The task
Reproduce the data below line for line without any changes. Omit the pictures from your copy.

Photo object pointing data
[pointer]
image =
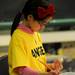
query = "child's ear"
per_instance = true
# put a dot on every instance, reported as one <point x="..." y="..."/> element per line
<point x="30" y="18"/>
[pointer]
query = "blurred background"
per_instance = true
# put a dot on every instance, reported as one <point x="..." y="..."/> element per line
<point x="58" y="36"/>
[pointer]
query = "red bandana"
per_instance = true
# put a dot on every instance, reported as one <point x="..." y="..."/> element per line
<point x="42" y="12"/>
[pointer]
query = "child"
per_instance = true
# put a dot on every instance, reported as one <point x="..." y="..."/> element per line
<point x="26" y="54"/>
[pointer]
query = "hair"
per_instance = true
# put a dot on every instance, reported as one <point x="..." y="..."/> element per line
<point x="30" y="8"/>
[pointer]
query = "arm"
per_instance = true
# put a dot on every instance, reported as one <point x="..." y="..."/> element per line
<point x="29" y="71"/>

Solution
[pointer]
image =
query = "child's ear"
per_instance = true
# put a dot on every instance, reported as one <point x="..." y="..."/> element per line
<point x="30" y="18"/>
[pointer]
query = "blurred background"
per_instance = true
# put a dot on every instance, reported as one <point x="..." y="..."/> element per line
<point x="58" y="36"/>
[pointer]
query = "red bandana"
per_instance = true
# put a dot on every instance, reported as one <point x="..." y="..."/> element per line
<point x="42" y="12"/>
[pointer]
query = "child"
per_instance = true
# put a dot on every instance, reported as one <point x="..." y="..."/> element per line
<point x="26" y="54"/>
[pointer]
query = "hair"
per_instance = true
# put a dot on every instance, reported as one <point x="..." y="..."/> element per line
<point x="30" y="8"/>
[pointer]
query = "arm"
per_instance = true
# put a dot on every instance, reported as one <point x="..." y="..."/> element per line
<point x="29" y="71"/>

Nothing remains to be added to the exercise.